--- Task statement ---
Retype the stretch of records from the line that contains "the puppy's eye" through the line that contains "195;95;377;379", both included, with no changes.

-- START OF Raw data --

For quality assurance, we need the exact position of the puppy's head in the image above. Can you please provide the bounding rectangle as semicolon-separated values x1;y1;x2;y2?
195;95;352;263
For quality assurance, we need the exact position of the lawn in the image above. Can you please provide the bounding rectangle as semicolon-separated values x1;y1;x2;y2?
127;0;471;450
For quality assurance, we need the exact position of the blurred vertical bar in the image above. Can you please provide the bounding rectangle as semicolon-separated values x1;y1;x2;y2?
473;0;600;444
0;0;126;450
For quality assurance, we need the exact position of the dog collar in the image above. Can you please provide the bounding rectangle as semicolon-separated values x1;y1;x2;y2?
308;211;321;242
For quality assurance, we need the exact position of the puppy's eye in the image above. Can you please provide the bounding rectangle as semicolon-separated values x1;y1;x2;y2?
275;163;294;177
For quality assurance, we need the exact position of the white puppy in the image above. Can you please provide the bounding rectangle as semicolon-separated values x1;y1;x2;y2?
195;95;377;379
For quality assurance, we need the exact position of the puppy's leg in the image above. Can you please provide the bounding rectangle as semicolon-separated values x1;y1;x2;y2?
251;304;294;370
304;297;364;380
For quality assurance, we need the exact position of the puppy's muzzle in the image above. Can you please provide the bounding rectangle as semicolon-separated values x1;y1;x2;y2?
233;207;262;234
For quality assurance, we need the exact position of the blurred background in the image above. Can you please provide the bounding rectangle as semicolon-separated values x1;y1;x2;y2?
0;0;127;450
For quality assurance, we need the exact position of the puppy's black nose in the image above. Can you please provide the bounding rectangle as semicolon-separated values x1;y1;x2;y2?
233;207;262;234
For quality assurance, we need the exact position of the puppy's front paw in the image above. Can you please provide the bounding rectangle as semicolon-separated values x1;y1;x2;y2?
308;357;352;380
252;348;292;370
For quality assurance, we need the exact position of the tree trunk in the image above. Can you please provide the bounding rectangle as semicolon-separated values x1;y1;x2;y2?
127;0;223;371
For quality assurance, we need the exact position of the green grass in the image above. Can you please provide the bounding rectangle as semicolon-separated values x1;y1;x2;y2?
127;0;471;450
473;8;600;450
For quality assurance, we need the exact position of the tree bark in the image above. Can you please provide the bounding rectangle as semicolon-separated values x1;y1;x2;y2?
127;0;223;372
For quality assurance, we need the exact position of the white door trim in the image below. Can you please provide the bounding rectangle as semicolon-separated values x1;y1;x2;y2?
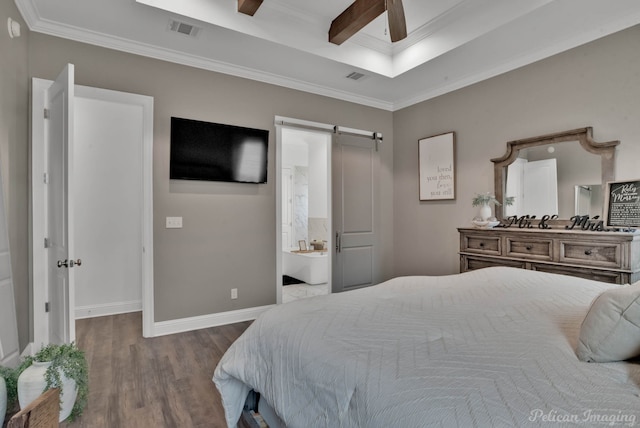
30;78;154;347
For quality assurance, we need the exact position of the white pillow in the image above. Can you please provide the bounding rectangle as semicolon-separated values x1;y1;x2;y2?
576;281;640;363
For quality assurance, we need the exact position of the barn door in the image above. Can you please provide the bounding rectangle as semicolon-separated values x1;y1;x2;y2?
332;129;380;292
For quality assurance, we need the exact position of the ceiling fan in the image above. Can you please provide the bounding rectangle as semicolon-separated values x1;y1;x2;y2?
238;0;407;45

-- END OF Raw data --
-- START OF Raw data --

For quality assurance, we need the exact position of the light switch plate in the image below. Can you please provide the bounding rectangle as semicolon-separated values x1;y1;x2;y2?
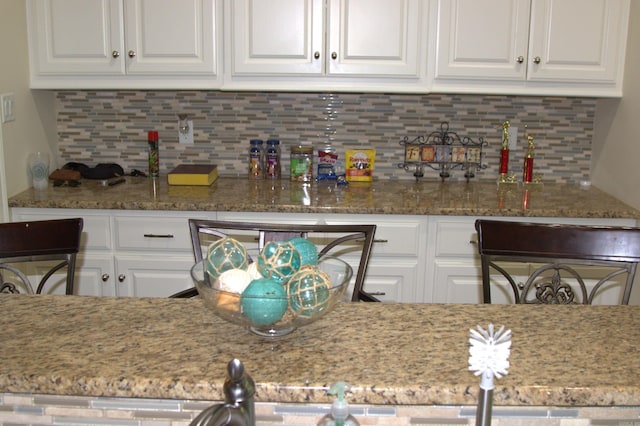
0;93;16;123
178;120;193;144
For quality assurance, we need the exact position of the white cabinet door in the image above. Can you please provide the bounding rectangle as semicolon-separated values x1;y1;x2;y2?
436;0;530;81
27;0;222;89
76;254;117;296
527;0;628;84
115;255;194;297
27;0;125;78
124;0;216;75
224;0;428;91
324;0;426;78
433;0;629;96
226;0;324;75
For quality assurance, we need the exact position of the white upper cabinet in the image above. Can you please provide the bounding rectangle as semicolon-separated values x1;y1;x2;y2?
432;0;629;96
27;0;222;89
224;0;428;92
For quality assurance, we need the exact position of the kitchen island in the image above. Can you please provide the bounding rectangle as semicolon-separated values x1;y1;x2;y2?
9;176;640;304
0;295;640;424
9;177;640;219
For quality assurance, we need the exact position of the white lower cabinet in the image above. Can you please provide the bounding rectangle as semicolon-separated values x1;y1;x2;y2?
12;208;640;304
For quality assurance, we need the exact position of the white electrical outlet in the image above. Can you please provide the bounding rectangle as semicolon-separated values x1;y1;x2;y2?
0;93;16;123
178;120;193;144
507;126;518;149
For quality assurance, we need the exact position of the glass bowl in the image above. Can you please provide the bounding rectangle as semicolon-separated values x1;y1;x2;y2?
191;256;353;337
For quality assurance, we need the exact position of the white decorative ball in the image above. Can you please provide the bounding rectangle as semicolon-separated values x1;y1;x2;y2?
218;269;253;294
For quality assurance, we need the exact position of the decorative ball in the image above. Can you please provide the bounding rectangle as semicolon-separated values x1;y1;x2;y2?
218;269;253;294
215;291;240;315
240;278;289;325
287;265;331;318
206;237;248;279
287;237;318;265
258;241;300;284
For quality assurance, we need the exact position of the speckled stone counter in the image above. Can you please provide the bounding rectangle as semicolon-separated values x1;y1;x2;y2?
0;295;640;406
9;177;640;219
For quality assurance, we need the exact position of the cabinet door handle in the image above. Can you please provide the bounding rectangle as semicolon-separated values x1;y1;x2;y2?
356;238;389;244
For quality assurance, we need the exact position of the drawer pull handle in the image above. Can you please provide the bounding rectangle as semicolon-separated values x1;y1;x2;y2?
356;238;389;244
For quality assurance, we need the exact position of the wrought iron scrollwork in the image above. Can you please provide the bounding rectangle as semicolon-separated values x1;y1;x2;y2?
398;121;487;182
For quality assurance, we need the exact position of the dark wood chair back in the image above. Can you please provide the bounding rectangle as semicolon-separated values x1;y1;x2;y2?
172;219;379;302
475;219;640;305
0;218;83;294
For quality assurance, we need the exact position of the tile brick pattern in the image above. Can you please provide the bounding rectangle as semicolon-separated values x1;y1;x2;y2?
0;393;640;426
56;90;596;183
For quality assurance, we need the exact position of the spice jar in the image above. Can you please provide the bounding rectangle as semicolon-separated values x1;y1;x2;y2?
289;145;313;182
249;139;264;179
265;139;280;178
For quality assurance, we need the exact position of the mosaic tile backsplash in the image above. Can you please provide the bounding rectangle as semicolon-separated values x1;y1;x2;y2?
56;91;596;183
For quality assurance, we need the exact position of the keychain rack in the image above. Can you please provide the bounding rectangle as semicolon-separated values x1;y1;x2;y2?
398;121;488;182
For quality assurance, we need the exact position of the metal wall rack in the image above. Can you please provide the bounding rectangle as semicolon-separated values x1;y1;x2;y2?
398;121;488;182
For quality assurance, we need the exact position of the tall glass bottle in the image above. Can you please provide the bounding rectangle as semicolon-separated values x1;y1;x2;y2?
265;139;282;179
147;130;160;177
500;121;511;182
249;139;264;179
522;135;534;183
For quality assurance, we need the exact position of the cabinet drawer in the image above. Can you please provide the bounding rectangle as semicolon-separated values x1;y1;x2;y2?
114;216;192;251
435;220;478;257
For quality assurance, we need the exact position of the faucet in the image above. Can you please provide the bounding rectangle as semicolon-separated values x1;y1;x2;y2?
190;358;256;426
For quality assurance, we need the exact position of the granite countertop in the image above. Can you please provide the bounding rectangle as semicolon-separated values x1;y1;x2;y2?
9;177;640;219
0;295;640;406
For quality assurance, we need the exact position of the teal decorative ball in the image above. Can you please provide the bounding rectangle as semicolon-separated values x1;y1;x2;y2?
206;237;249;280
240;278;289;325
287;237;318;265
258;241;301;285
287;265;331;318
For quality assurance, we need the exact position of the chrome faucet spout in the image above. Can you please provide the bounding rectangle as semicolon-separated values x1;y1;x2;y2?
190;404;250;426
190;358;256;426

-- END OF Raw data --

--- Result ---
For quality assurance, we need the exact position of the puppy's eye in the image above. Can you please provide the bounding rectangle as semicolon-separated values x1;y1;x2;y2?
275;163;294;177
For quality assurance, we need the exact position of the white puppy in the image above. Can you please provide the bounding rectangle as semicolon-separated values x1;y1;x2;y2?
195;95;377;379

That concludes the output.